WHAT IS BEING ASKED: Copy out every record precisely.

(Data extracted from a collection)
· · ·

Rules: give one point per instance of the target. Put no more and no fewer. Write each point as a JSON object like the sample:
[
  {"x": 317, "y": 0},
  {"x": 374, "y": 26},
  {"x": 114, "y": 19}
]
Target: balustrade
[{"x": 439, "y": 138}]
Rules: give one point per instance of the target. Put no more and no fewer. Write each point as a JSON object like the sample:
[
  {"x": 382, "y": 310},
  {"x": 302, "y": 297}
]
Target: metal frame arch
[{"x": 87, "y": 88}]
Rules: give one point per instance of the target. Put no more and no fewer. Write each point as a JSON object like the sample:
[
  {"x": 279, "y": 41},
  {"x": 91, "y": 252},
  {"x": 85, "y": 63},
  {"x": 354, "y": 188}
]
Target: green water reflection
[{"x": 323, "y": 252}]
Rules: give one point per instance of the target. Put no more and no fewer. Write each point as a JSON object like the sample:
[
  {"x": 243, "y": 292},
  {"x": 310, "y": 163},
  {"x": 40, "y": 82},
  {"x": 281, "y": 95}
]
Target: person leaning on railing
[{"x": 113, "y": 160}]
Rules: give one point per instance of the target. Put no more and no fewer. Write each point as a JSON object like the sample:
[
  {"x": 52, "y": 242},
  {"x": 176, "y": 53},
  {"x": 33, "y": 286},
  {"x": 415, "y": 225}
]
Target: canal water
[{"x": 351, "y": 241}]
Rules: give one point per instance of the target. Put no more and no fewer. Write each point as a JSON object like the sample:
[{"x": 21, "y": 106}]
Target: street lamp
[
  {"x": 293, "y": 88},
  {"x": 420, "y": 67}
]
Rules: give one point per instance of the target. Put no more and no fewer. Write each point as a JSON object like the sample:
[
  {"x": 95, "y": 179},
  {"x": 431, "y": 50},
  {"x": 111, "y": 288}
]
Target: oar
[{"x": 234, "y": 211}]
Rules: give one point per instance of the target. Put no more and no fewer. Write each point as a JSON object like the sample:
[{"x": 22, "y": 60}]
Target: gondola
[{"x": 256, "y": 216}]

· · ·

FINISHED EXERCISE:
Rules: give one point per instance of the target. Put no more and no fewer. Write each point as a JSON object like the sample:
[
  {"x": 317, "y": 0},
  {"x": 374, "y": 26},
  {"x": 114, "y": 19}
]
Target: balustrade
[{"x": 439, "y": 138}]
Rules: give one point per instance of the target. Put no more and no fewer. Write each point as a JSON object like the sample:
[
  {"x": 382, "y": 310},
  {"x": 302, "y": 297}
]
Target: metal frame arch
[{"x": 87, "y": 88}]
Rules: give one point per instance of the target. Put no more and no fewer. Write each point as a JSON object like the sample:
[
  {"x": 279, "y": 41},
  {"x": 91, "y": 252},
  {"x": 85, "y": 63},
  {"x": 354, "y": 188}
]
Target: green water reflection
[{"x": 323, "y": 252}]
Rules: give one point per instance of the target. Put no more and no fewer. Write each point as a JSON object like the sample:
[
  {"x": 243, "y": 292},
  {"x": 310, "y": 163},
  {"x": 40, "y": 82},
  {"x": 281, "y": 95}
]
Target: person leaning on railing
[{"x": 113, "y": 160}]
Rules: give one point per instance of the target. Put no more and no fewer. Write each point as a JSON object like the sample:
[
  {"x": 52, "y": 242},
  {"x": 176, "y": 53},
  {"x": 33, "y": 286},
  {"x": 415, "y": 225}
]
Target: canal water
[{"x": 351, "y": 241}]
Rules: give one point per instance of the target. Put no more and no fewer. Write each point as a JSON object like the sample:
[{"x": 21, "y": 106}]
Target: street lamp
[
  {"x": 293, "y": 88},
  {"x": 420, "y": 67}
]
Rules: give one point per instance of the target. Put no more and no fewer. Write each point as a JSON object like the sample:
[
  {"x": 95, "y": 179},
  {"x": 431, "y": 50},
  {"x": 111, "y": 288}
]
Target: oar
[{"x": 234, "y": 211}]
Rules: give one point per instance of the target. Put no more and no fewer. Write each point as a JSON object like the sample:
[{"x": 22, "y": 60}]
Target: gondola
[{"x": 256, "y": 216}]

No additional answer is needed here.